Task instructions:
For the entries below, report every line that includes the word "detector".

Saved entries
______

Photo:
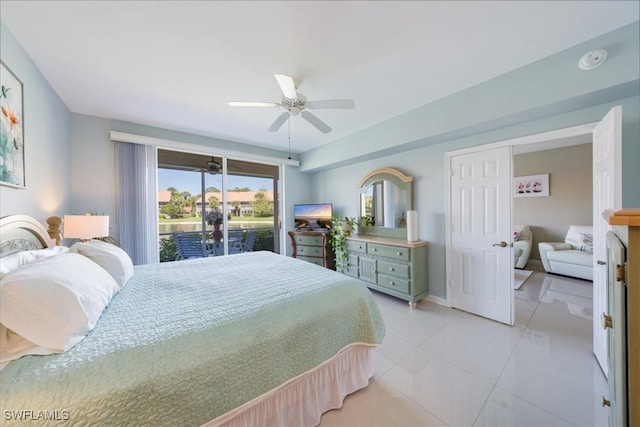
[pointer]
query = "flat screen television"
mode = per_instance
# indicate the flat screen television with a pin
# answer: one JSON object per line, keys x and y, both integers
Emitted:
{"x": 313, "y": 216}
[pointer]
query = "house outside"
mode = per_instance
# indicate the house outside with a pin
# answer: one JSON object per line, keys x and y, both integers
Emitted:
{"x": 239, "y": 203}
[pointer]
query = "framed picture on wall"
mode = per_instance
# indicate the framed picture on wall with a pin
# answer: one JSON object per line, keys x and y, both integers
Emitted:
{"x": 531, "y": 186}
{"x": 11, "y": 129}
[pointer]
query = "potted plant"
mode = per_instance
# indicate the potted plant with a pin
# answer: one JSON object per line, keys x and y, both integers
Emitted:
{"x": 341, "y": 228}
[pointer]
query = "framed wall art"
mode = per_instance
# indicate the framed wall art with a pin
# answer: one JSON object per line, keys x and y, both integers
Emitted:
{"x": 531, "y": 186}
{"x": 11, "y": 129}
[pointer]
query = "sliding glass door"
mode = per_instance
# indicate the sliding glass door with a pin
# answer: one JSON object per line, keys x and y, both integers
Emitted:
{"x": 230, "y": 204}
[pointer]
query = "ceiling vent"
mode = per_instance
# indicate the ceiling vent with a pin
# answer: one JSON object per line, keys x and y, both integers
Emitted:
{"x": 592, "y": 59}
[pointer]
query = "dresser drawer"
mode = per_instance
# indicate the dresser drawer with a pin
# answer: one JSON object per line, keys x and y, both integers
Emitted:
{"x": 395, "y": 252}
{"x": 351, "y": 270}
{"x": 312, "y": 260}
{"x": 393, "y": 283}
{"x": 309, "y": 240}
{"x": 355, "y": 246}
{"x": 393, "y": 269}
{"x": 352, "y": 259}
{"x": 309, "y": 251}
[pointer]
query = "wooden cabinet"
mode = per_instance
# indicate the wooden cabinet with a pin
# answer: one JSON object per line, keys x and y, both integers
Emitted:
{"x": 312, "y": 246}
{"x": 393, "y": 266}
{"x": 624, "y": 329}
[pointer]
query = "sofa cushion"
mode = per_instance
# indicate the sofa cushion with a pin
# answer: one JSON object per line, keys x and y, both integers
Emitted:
{"x": 572, "y": 257}
{"x": 575, "y": 235}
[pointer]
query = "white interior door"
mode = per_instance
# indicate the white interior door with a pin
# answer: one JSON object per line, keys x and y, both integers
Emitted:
{"x": 607, "y": 194}
{"x": 481, "y": 247}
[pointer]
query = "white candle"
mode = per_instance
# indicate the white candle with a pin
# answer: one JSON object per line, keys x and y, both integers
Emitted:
{"x": 412, "y": 226}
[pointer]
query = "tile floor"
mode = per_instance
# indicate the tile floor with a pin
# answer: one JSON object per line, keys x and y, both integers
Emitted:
{"x": 443, "y": 367}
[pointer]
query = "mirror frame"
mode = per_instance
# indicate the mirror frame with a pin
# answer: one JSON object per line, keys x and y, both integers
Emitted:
{"x": 402, "y": 181}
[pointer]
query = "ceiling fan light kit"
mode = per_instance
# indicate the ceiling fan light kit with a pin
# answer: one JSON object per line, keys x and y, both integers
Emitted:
{"x": 297, "y": 104}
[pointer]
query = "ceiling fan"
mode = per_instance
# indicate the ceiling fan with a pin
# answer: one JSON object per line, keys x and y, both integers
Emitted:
{"x": 296, "y": 103}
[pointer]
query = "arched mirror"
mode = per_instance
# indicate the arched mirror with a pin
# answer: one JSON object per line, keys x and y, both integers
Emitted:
{"x": 385, "y": 198}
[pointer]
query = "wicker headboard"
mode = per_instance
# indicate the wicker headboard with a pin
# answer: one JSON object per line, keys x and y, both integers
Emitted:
{"x": 21, "y": 233}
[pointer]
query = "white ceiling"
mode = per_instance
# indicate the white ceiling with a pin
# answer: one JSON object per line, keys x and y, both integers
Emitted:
{"x": 176, "y": 64}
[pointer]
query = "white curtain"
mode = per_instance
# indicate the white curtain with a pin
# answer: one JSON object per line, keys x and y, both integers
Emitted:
{"x": 138, "y": 202}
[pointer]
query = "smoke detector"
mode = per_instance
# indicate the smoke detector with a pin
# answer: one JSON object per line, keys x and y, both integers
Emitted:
{"x": 592, "y": 59}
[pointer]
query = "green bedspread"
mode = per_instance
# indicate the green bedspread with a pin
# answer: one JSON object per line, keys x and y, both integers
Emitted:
{"x": 185, "y": 342}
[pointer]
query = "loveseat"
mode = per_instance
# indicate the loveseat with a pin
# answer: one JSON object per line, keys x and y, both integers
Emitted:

______

Response area:
query = "smoke detector"
# indicate the smoke detector with a pin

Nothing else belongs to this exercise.